● TASK PROMPT
Count the lines in the material below that contain the string "orange", matching case exactly, and reply with only that number.

● INPUT ROWS

━━━━

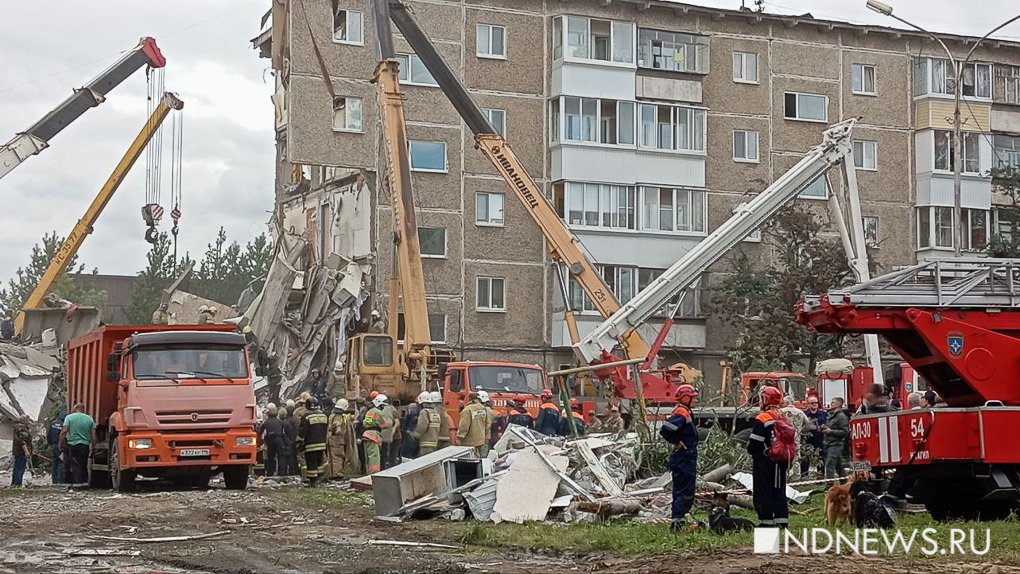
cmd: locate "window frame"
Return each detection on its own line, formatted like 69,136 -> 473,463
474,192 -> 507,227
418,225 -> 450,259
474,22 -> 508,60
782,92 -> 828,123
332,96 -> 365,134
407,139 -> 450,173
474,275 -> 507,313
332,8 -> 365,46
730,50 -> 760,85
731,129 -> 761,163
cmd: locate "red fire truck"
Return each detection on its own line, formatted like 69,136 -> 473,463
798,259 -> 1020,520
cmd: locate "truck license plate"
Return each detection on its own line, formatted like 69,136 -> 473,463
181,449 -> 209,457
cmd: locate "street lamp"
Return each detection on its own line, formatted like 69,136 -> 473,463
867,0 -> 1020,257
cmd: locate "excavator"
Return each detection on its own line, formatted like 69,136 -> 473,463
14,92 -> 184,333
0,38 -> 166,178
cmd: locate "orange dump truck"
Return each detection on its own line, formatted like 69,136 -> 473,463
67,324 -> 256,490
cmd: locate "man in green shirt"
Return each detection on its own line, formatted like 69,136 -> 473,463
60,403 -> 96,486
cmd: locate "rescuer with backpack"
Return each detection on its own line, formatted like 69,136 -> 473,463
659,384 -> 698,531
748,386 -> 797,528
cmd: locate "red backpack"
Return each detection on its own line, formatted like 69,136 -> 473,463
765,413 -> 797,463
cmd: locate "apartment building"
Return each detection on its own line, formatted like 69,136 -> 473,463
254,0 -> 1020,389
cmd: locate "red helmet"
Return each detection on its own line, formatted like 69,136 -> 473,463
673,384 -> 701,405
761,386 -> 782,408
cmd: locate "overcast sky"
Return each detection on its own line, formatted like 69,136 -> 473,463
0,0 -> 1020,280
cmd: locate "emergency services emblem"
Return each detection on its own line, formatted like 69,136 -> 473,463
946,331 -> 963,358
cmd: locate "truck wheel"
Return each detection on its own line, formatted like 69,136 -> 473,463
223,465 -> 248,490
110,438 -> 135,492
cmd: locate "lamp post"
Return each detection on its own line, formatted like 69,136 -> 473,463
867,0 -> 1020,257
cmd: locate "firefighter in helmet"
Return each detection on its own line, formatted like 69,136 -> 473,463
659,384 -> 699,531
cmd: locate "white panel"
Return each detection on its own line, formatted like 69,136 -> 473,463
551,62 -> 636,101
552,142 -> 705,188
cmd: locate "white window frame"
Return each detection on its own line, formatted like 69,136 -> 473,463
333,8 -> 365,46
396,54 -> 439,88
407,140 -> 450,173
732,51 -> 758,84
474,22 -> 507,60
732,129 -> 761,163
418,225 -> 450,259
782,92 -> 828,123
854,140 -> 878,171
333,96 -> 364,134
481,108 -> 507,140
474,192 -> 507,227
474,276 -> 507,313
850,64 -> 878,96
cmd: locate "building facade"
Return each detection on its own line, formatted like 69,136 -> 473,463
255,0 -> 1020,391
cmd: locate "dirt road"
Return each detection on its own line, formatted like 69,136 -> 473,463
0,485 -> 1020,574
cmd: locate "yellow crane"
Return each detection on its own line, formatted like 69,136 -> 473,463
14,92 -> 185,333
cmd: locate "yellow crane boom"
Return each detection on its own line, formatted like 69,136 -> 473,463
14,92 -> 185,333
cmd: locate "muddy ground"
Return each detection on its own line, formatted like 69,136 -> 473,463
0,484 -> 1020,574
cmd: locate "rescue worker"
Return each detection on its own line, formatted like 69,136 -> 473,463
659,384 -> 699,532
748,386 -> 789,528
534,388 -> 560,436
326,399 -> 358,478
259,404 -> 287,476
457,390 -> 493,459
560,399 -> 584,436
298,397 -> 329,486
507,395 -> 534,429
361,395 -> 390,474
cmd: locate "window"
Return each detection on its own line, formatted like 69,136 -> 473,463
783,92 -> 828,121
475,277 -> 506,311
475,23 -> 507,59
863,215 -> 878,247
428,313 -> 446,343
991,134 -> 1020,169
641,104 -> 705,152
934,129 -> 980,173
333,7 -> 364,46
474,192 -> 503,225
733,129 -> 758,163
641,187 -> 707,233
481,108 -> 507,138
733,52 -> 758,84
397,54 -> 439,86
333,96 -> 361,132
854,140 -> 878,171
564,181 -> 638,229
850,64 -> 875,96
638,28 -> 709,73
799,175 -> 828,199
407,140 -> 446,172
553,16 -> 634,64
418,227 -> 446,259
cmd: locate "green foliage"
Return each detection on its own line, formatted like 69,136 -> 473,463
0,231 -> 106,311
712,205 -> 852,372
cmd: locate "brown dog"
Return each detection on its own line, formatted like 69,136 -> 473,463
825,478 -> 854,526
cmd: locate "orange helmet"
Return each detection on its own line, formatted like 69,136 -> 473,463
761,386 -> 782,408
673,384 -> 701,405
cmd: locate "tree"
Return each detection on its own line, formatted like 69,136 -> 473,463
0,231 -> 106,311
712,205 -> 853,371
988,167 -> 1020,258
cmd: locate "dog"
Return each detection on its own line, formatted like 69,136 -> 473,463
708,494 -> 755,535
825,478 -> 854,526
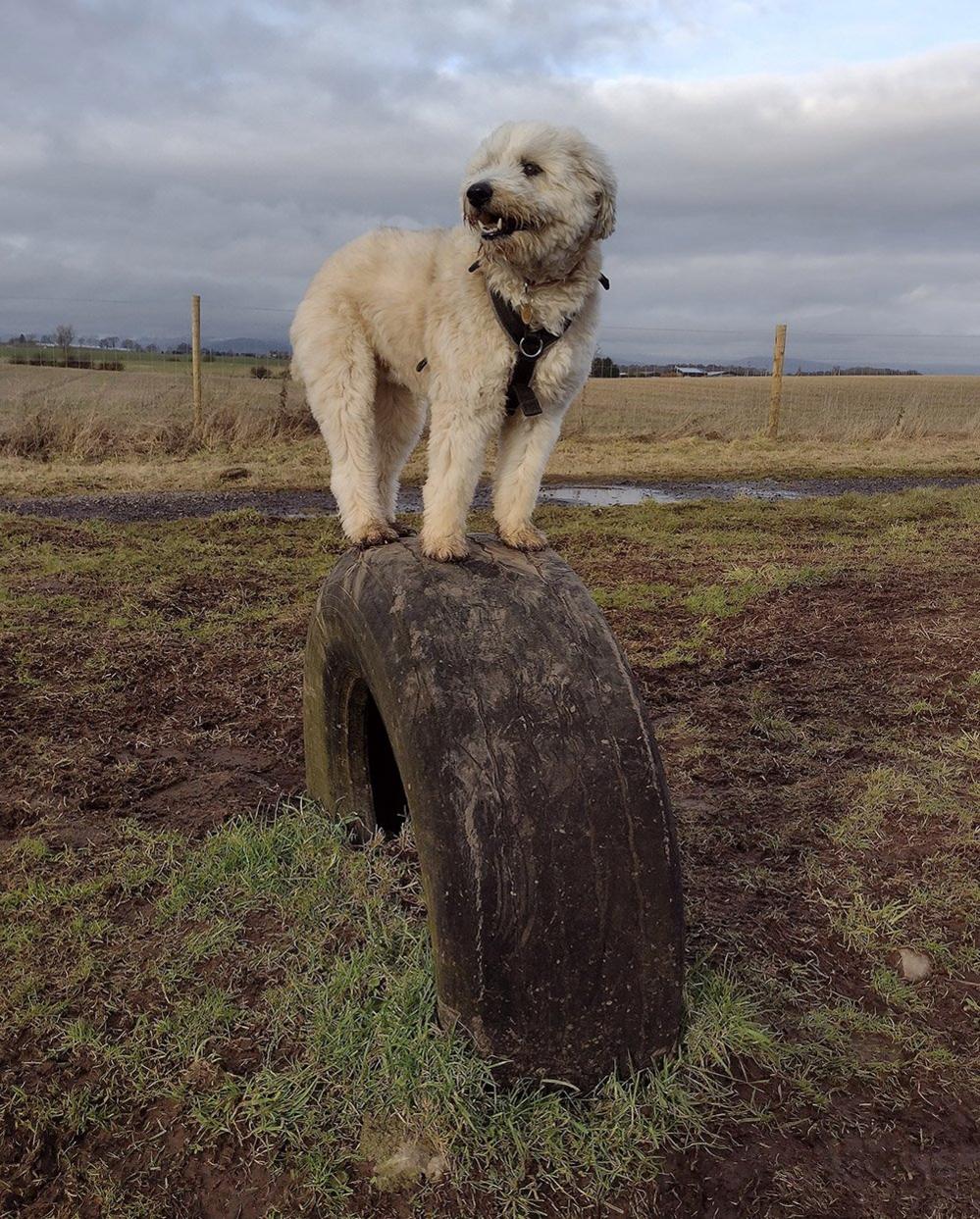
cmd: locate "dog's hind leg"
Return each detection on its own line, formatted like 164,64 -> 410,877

━━━━

● IN RESPONSE
2